● Problem details: Working from the data below, write out exactly the lines from its first through the line that contains "Trace the outline of every instance of the **dog's", both ends included and pictures omitted.

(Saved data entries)
<<<<
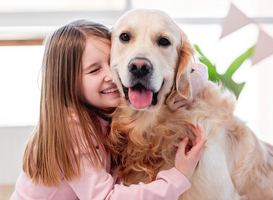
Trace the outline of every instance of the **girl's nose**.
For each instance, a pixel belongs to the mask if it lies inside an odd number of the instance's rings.
[[[113,74],[112,74],[110,66],[106,67],[106,73],[105,73],[104,81],[105,82],[113,81]]]

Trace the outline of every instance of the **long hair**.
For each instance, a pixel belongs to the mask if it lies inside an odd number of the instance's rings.
[[[58,186],[60,172],[68,181],[79,178],[82,166],[77,156],[86,152],[98,170],[102,162],[94,141],[103,155],[110,151],[98,119],[101,110],[86,105],[79,95],[81,61],[88,37],[107,39],[110,44],[108,28],[87,20],[59,28],[46,41],[40,116],[23,157],[23,170],[35,184]],[[75,126],[71,128],[73,121]]]

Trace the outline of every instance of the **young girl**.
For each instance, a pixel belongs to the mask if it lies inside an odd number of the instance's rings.
[[[196,145],[185,152],[189,139],[184,139],[175,167],[161,171],[155,181],[115,184],[105,114],[118,105],[119,93],[109,59],[110,34],[101,24],[77,20],[48,38],[39,122],[11,199],[177,199],[190,188],[188,180],[206,142],[200,126],[188,126]]]

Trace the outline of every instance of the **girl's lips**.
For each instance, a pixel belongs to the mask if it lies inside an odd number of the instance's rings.
[[[110,87],[106,88],[105,90],[101,91],[101,93],[103,93],[103,94],[116,93],[116,92],[118,92],[118,88],[115,85],[110,86]]]

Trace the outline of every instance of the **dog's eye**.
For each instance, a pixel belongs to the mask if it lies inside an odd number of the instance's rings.
[[[160,45],[160,46],[166,47],[166,46],[169,46],[170,44],[171,44],[170,41],[167,40],[166,38],[160,38],[158,40],[158,45]]]
[[[122,33],[119,38],[124,42],[128,42],[130,40],[130,36],[127,33]]]

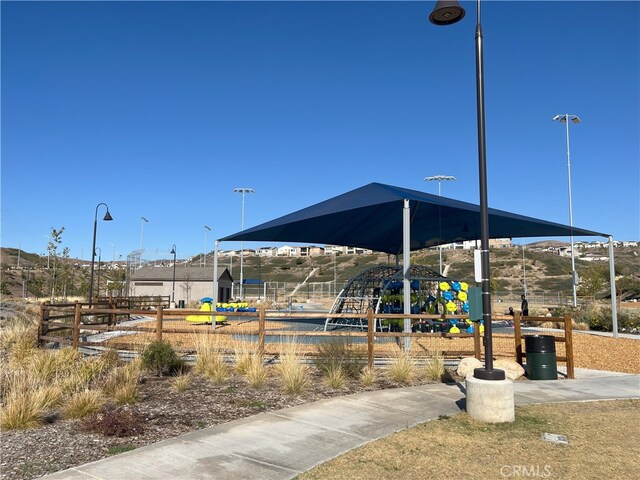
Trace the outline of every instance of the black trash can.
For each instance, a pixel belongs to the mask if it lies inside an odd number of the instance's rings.
[[[184,308],[184,300],[178,300],[178,308]]]
[[[531,380],[557,380],[556,342],[553,335],[525,335],[527,376]]]

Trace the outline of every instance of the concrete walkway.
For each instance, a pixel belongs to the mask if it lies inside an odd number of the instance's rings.
[[[515,382],[516,405],[640,398],[639,375],[577,369],[576,377]],[[290,479],[370,441],[458,413],[464,401],[464,385],[359,393],[205,428],[42,478]]]

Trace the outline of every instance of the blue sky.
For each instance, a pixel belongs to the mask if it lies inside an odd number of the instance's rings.
[[[6,2],[2,245],[178,256],[370,182],[478,203],[475,2]],[[640,3],[483,2],[489,206],[640,239]],[[100,207],[98,218],[104,210]],[[536,239],[528,239],[534,241]],[[567,240],[568,238],[560,238]],[[258,246],[247,244],[247,247]],[[237,248],[222,244],[222,248]]]

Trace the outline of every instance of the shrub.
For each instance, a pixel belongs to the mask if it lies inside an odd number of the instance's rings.
[[[170,343],[163,340],[151,342],[142,351],[142,365],[159,377],[173,375],[183,367],[183,361],[178,357]]]
[[[224,383],[229,378],[229,367],[222,356],[219,338],[216,335],[198,335],[195,343],[195,372],[213,380],[214,383]]]
[[[81,429],[108,437],[130,437],[144,433],[144,419],[130,407],[106,405],[100,412],[85,418]]]

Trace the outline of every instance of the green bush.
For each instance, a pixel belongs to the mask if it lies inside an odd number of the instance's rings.
[[[142,366],[158,376],[174,375],[182,370],[184,362],[176,355],[171,344],[153,341],[142,352]]]

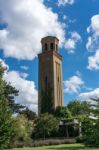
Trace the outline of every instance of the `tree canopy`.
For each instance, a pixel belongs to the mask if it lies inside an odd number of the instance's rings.
[[[89,115],[91,104],[88,101],[73,100],[68,103],[67,108],[73,116]]]
[[[58,106],[54,114],[55,114],[55,117],[61,118],[61,119],[68,119],[72,117],[71,112],[69,111],[67,107]]]

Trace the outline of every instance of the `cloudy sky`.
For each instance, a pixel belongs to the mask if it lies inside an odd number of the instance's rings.
[[[37,111],[37,55],[48,35],[60,40],[64,105],[99,97],[99,0],[0,0],[0,61],[16,102]]]

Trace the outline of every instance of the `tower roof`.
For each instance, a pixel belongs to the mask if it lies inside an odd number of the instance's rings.
[[[41,43],[42,43],[43,41],[47,40],[47,39],[50,39],[50,40],[57,40],[57,41],[59,42],[59,39],[58,39],[57,37],[55,37],[55,36],[46,36],[46,37],[43,37],[43,38],[41,39]]]

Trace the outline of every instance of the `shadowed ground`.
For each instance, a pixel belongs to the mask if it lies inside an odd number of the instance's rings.
[[[56,146],[44,146],[37,148],[16,148],[13,150],[99,150],[99,148],[86,148],[81,144],[66,144]]]

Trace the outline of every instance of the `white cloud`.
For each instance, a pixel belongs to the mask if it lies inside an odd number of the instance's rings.
[[[28,70],[28,66],[21,66],[21,69],[23,69],[23,70]]]
[[[66,15],[63,15],[63,20],[67,20],[67,16]]]
[[[88,57],[88,66],[90,70],[99,70],[99,15],[94,15],[91,18],[91,24],[87,28],[90,34],[86,44],[89,51],[95,52],[93,56]]]
[[[95,15],[91,18],[91,25],[87,28],[87,31],[99,36],[99,15]]]
[[[89,70],[99,70],[99,50],[96,51],[94,56],[88,58],[87,68]]]
[[[99,98],[99,88],[96,88],[90,92],[79,94],[79,99],[81,100],[91,100],[92,98]]]
[[[17,90],[19,96],[15,98],[16,102],[25,105],[37,112],[38,92],[33,81],[26,80],[22,74],[16,71],[9,71],[4,75],[4,79]]]
[[[84,81],[80,76],[72,76],[68,80],[64,81],[64,92],[71,94],[78,93],[83,85]]]
[[[26,79],[28,77],[28,73],[20,72],[20,77]]]
[[[74,0],[58,0],[58,6],[73,5]]]
[[[40,40],[54,35],[64,42],[65,31],[58,15],[42,0],[0,0],[7,28],[0,30],[0,48],[6,57],[33,59],[40,52]]]
[[[86,44],[86,48],[89,49],[89,47],[92,45],[92,37],[88,37],[88,41]]]
[[[87,28],[87,32],[91,34],[91,36],[88,37],[86,48],[89,51],[99,49],[99,15],[94,15],[91,18],[91,24]]]
[[[0,58],[0,63],[2,65],[3,68],[9,70],[9,66],[5,63],[5,61],[3,59]]]
[[[68,53],[74,53],[77,43],[81,41],[81,36],[77,32],[71,32],[71,37],[66,40],[65,48],[67,49]]]

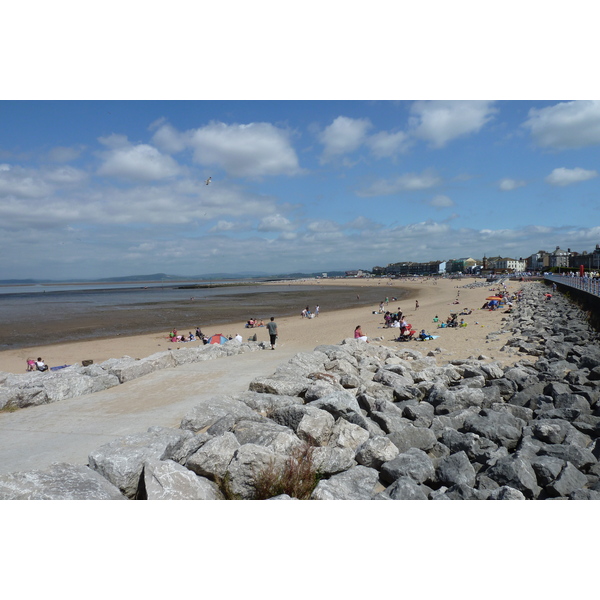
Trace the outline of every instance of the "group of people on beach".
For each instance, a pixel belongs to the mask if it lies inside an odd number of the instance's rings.
[[[28,358],[27,359],[27,370],[28,371],[48,371],[49,367],[48,365],[43,361],[43,359],[38,356],[37,360],[34,360],[33,358]]]
[[[200,331],[200,327],[196,327],[196,333],[192,333],[191,331],[186,336],[185,334],[178,333],[177,329],[173,329],[173,331],[169,332],[169,341],[170,342],[195,342],[196,340],[200,340],[205,344],[208,344],[208,338]]]
[[[300,313],[300,316],[303,319],[313,319],[313,318],[319,316],[319,310],[320,310],[320,308],[319,308],[318,304],[315,306],[314,312],[310,312],[310,307],[306,306],[306,308],[302,309],[302,312]]]
[[[248,319],[248,321],[246,321],[246,329],[252,329],[254,327],[264,327],[265,324],[263,323],[262,319]]]

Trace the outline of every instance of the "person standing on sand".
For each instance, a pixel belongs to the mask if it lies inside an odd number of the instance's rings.
[[[419,308],[419,301],[415,300],[415,310],[417,310]]]
[[[275,350],[275,344],[277,343],[277,323],[275,323],[275,317],[271,317],[271,320],[267,323],[267,329],[269,330],[269,337],[271,338],[271,350]]]
[[[317,304],[315,306],[315,317],[318,317],[318,316],[319,316],[319,305]]]

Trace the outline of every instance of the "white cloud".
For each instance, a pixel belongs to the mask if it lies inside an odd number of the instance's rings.
[[[170,156],[161,154],[148,144],[139,144],[113,147],[105,154],[104,163],[98,169],[98,174],[138,181],[154,181],[173,177],[179,171],[179,166]]]
[[[564,150],[600,144],[600,101],[560,102],[532,108],[523,123],[538,146]]]
[[[440,185],[441,182],[442,180],[433,170],[427,169],[421,174],[405,173],[396,179],[380,179],[356,194],[363,198],[389,196],[399,192],[425,190]]]
[[[457,137],[477,133],[498,110],[481,100],[431,100],[415,102],[410,112],[412,134],[442,148]]]
[[[270,123],[211,122],[190,133],[194,160],[235,177],[296,175],[301,172],[290,133]]]
[[[590,171],[580,167],[575,167],[574,169],[560,167],[554,169],[554,171],[546,177],[546,182],[550,185],[565,186],[571,185],[572,183],[579,183],[580,181],[587,181],[594,177],[598,177],[597,171]]]
[[[319,141],[324,146],[321,164],[335,156],[354,152],[365,141],[367,131],[371,127],[369,119],[337,117],[319,134]]]
[[[309,223],[306,227],[309,231],[313,231],[315,233],[328,233],[332,231],[339,231],[340,226],[335,221],[321,220],[321,221],[313,221]]]
[[[174,154],[189,146],[190,135],[190,133],[181,133],[172,125],[165,123],[152,136],[152,143],[164,152]]]
[[[523,187],[527,185],[525,181],[519,181],[516,179],[501,179],[498,182],[498,188],[503,192],[510,192],[512,190],[516,190],[517,188]]]
[[[20,166],[1,165],[0,198],[8,196],[31,200],[43,198],[51,193],[52,186],[37,171]]]
[[[87,173],[71,166],[50,169],[44,173],[45,179],[57,185],[71,185],[81,183],[87,178]]]
[[[435,208],[449,208],[450,206],[454,206],[454,202],[448,198],[448,196],[443,196],[441,194],[434,196],[429,201],[429,204]]]
[[[293,229],[292,223],[280,214],[263,217],[258,225],[258,231],[266,232],[292,231]]]
[[[389,133],[380,131],[366,140],[367,146],[376,158],[386,158],[406,152],[409,148],[409,136],[403,131]]]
>>>>
● Written answer:
Trace the outline of every instance of the **girl's nose**.
For each instance, a pixel belongs to the mask if it lies inside an odd number of the instance's rings.
[[[113,74],[112,74],[110,66],[106,67],[106,73],[105,73],[104,81],[105,82],[113,81]]]

Trace the outline of every instance of the **long hair**.
For each instance, a pixel belongs to the mask if it lies inside an odd number of the instance's rings.
[[[58,186],[60,172],[68,181],[79,178],[82,166],[77,156],[86,152],[98,170],[102,162],[94,141],[103,155],[110,151],[98,119],[101,110],[86,105],[79,95],[81,61],[88,37],[107,39],[110,44],[108,28],[87,20],[59,28],[46,41],[40,116],[23,157],[23,170],[35,184]],[[75,126],[71,128],[73,121]]]

Trace the outline of every instance of the **young girl**.
For each instance, a pixel belongs to the mask if it lies inside an odd number of the instance's rings.
[[[196,145],[185,152],[189,139],[184,139],[175,167],[161,171],[155,181],[115,184],[105,114],[118,105],[119,93],[109,59],[110,34],[101,24],[77,20],[48,38],[39,122],[11,199],[177,199],[190,188],[188,180],[206,142],[200,126],[188,126]]]

Trace the outline of every instance of the **girl's lips**.
For each instance, a pixel belongs to the mask if it lies inside an odd number of the instance's rings.
[[[110,87],[106,88],[105,90],[101,91],[101,93],[103,93],[103,94],[116,93],[116,92],[118,92],[118,88],[115,85],[110,86]]]

Trace the outline of every instance of the **dog's eye**.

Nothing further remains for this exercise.